Down on the Farm. 1977-1982 – Sheep, Crops and the Dam

 A second piece about activities on the school farm.

As I’ve said in the last piece the place was a massive source of entertainment for teenage boys.

Let’s get down to details though.

Sheep

The school sheep were a lowbrow harmless bunch – sort of like Lib Dems but without being on the sex offenders register.

Think we had  about a dozen ewes. Can’t put my finger on which breed though. It wasn’t the really woolly one the Merino but neither were they short hairs like Suffolk. I’d go with Corriedale at a push and a couple of Border Leicesters.

Corriedale
Corriedale_sheep_MT.JPG: Bob Nicholsderivative work: Coycan, Public domain, via Wikimedia Commons
Border Leicester
Xabier Cid, CC BY-SA 2.0, via Wikimedia Commons

We bred them too. I can’t remember whether we had an in house ram or whether we just rented one for a few weeks.. In breeding season he was just turned loose in the paddock with the females.

● **Entries**:
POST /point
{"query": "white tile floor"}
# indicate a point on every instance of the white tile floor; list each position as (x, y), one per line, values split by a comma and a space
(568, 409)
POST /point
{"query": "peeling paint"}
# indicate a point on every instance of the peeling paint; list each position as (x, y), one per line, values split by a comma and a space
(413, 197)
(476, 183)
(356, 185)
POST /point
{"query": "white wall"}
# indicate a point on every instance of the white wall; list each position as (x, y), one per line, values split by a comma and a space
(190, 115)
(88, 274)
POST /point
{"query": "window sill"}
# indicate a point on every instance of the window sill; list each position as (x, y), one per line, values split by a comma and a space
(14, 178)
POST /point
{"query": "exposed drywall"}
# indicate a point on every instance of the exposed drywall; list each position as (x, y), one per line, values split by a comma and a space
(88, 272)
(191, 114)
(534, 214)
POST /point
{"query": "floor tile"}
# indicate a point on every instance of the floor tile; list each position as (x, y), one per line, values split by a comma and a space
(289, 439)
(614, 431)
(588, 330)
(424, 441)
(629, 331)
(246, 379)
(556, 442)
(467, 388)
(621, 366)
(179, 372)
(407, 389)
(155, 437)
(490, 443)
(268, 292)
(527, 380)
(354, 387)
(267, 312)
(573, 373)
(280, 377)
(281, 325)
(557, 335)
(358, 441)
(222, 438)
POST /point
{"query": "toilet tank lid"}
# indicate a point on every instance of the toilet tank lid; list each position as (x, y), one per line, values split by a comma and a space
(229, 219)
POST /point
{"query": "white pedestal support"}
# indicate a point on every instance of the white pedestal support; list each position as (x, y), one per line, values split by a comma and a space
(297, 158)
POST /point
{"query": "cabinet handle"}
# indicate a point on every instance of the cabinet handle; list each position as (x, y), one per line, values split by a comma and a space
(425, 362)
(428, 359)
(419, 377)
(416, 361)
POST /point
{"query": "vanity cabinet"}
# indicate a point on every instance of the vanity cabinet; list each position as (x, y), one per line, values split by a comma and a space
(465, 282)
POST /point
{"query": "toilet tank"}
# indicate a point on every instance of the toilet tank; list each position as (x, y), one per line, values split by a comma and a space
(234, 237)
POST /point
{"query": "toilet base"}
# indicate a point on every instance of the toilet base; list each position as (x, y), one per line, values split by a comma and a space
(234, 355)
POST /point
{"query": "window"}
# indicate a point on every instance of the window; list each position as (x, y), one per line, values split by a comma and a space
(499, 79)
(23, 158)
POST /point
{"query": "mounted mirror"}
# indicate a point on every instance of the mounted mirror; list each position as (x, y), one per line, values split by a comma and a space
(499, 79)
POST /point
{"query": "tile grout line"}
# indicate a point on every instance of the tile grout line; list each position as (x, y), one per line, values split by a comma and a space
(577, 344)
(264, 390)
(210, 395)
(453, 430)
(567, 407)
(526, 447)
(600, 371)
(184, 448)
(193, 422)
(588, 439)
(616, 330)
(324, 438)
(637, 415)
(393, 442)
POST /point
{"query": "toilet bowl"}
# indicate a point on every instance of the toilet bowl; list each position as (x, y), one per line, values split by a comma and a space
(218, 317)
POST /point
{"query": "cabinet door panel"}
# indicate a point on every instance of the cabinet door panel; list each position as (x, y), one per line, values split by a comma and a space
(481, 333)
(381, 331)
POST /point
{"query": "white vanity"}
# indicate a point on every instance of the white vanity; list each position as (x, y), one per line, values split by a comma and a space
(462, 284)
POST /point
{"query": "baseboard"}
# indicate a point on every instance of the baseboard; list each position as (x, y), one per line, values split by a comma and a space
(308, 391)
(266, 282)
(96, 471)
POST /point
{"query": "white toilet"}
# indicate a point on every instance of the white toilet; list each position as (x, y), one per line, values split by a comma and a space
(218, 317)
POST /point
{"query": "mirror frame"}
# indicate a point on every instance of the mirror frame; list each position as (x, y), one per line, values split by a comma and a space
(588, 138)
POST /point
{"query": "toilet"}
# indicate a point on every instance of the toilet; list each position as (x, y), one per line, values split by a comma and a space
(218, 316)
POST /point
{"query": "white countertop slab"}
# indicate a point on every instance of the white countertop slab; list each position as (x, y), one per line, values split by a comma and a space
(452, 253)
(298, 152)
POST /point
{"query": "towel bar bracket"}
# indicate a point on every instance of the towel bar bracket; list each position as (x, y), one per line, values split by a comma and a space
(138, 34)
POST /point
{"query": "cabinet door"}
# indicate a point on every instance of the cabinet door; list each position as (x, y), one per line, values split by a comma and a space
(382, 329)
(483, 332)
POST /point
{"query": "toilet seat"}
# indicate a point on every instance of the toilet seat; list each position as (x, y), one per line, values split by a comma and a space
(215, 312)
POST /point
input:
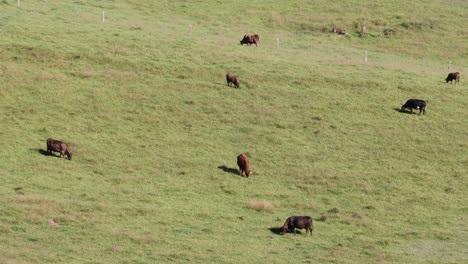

● **Aim of the exercise**:
How would you render this sentence from the school farm piece in Spanish: "I’d go with Corriedale at a push and a couple of Border Leicesters."

● **Exercise output**:
Si tuviera que apostar, diría que eran Corriedale y un par de Border Leicester.